PAGE EXCERPT section start
The line was originally part of the Wellington - Manawatu Line built by the Wellington and Manawatu Railway Company (WMR). The line to Paremata station, which was close to the Paremata Barracks ruins, was opened on 21 September 1885, without ceremony. The first train with 59 people aboard had three composite coaches and a van. Cobb & Co built stables at Paremata, and from October 1885 an early train leaving town at 7 a.m. made it possible to travel from Wellington to Wanganui in one day by rail and coach. The line was extended to Plimmerton in October, and Pukerua Bay by the end of the year. The line was extended to Paekakariki in 1886, and was electrified (with locomotive-hauled carriage trains) in 1940 after the opening of the Tawa Flat deviation.

Reclamation carried out to straighten the line between Porirua and Paremata required heavy earth-moving machinery to cross the line frequently, and the drivers of departing trains at both stations were reminded by a warning yellow over red departure signal at both stations. To allow two suburban trains to cross at Paremata a second western loop was installed on the seaward side of the platform in 1958, as both EMUs had high floors and exits; consequently only the platform road could be used. The down home signal then gave a medium-speed indication for both the established eastern loop and the new platformed western loop, with a low-speed indication for the main, east loop and sidings. The up home signal functioned in a similar manner.

Double tracking north to Mana was opened on 7 November 1960, and the original station built in 1885 by the WMR was replaced by a new one across on south side of the Pauatahanui Inlet entrance. The original station yard had a large freight shed built in World War II for the American forces in the district, but postwar there was little freight traffic, and the yard was not replaced. The new station on reclamation for the new bridge embankment was nearly ten feet higher than the old yard.
PAGE EXCERPT section end
MATERIAL SUPPLIED section start
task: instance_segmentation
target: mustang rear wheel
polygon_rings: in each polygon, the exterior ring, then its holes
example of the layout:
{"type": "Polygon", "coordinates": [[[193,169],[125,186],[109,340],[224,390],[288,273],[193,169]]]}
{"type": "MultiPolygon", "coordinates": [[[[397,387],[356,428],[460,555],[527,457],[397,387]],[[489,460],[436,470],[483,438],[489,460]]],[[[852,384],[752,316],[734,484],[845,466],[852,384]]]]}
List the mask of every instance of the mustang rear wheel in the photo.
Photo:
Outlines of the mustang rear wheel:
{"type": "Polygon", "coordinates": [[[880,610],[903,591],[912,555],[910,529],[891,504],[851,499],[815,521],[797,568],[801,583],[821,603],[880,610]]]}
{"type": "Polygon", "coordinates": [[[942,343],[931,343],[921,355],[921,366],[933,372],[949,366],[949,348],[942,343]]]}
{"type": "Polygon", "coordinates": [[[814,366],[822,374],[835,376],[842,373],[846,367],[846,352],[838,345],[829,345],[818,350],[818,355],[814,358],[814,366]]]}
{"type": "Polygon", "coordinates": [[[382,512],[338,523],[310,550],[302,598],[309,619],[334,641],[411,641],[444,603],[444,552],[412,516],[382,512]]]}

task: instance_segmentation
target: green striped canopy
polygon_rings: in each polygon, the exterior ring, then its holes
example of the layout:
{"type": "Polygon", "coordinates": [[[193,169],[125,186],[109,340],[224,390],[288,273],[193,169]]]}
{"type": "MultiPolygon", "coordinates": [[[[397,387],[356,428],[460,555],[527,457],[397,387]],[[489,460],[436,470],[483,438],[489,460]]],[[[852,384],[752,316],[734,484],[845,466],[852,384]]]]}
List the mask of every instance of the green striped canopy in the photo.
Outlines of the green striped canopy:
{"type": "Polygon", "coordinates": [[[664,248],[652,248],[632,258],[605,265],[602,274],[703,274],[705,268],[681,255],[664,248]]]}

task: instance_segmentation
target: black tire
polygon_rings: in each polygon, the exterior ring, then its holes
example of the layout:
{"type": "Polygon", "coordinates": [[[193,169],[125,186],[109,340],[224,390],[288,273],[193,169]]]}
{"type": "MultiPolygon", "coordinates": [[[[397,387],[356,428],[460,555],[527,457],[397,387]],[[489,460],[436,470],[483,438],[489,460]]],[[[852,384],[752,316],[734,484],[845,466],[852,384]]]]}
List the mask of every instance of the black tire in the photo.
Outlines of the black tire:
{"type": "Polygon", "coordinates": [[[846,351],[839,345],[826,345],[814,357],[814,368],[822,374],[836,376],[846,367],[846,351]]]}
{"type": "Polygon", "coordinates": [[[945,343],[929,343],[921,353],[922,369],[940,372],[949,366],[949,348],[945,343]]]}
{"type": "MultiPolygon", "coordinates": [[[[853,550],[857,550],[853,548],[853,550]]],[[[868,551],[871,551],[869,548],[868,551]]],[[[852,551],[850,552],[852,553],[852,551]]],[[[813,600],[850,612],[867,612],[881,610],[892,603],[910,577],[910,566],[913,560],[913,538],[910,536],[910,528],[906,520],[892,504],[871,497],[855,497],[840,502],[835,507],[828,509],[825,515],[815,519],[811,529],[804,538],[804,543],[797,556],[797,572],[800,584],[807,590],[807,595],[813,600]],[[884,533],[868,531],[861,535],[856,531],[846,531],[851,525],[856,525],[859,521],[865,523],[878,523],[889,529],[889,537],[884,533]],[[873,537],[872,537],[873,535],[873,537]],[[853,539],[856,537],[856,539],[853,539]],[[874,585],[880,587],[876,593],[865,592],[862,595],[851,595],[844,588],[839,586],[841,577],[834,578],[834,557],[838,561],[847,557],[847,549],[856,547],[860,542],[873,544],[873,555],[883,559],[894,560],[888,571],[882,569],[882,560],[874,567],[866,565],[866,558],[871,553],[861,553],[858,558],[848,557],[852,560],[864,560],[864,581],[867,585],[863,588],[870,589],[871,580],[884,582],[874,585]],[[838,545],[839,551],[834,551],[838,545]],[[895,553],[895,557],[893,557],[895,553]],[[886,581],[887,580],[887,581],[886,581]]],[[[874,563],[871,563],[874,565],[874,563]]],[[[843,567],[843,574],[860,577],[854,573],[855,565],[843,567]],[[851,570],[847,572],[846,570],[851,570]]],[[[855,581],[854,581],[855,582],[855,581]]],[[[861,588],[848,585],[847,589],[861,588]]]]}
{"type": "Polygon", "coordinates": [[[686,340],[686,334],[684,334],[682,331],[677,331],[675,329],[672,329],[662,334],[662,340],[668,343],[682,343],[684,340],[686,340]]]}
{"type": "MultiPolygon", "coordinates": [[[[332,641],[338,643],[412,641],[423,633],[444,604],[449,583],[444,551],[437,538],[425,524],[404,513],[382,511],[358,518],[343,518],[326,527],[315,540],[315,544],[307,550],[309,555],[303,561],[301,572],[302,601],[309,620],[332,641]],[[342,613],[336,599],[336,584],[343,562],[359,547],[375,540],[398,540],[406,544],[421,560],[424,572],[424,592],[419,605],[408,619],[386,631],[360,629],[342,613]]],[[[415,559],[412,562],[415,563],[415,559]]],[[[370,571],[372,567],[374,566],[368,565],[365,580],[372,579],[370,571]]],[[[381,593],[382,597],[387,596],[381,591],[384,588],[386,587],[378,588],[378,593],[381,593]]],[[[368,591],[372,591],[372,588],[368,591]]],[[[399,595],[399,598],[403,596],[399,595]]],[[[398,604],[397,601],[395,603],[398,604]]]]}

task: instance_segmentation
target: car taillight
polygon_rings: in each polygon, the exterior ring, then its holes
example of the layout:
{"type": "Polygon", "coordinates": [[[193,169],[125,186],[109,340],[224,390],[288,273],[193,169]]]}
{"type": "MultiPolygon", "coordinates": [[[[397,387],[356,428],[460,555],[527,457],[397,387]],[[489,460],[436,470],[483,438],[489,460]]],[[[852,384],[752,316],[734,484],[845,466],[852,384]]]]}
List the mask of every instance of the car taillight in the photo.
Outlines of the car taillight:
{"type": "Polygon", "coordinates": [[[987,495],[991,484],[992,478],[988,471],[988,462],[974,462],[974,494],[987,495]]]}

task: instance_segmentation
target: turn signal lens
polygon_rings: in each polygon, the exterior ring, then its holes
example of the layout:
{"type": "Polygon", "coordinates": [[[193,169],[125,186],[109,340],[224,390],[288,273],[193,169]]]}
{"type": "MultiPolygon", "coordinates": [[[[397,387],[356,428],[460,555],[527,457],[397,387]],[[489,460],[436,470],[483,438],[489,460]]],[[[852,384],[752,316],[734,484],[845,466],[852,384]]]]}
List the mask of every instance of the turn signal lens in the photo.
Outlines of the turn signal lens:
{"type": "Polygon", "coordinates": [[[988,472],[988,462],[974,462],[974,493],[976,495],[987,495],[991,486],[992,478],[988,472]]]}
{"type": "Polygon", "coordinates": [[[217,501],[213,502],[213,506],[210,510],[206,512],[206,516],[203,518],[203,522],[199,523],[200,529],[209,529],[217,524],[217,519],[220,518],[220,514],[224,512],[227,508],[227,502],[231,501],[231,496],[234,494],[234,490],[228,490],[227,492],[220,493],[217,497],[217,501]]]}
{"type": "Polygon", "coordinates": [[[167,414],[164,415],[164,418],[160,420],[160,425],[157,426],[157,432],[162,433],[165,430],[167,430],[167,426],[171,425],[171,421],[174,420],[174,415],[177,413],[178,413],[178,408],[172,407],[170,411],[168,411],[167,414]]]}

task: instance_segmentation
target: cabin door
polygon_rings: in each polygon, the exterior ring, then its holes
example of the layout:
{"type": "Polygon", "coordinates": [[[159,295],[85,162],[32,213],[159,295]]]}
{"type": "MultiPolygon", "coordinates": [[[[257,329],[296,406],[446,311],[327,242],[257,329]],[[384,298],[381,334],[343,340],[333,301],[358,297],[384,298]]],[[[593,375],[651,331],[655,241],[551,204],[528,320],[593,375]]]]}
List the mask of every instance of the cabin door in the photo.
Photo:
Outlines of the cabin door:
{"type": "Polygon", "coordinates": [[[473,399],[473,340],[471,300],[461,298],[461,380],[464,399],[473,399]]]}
MATERIAL SUPPLIED section end
**WORK INSTRUCTIONS:**
Please reproduce the passage of the Paremata railway text between "Reclamation carried out" and "a similar manner.", inclusive. The records aren't needed for this.

**EXERCISE OUTPUT:**
Reclamation carried out to straighten the line between Porirua and Paremata required heavy earth-moving machinery to cross the line frequently, and the drivers of departing trains at both stations were reminded by a warning yellow over red departure signal at both stations. To allow two suburban trains to cross at Paremata a second western loop was installed on the seaward side of the platform in 1958, as both EMUs had high floors and exits; consequently only the platform road could be used. The down home signal then gave a medium-speed indication for both the established eastern loop and the new platformed western loop, with a low-speed indication for the main, east loop and sidings. The up home signal functioned in a similar manner.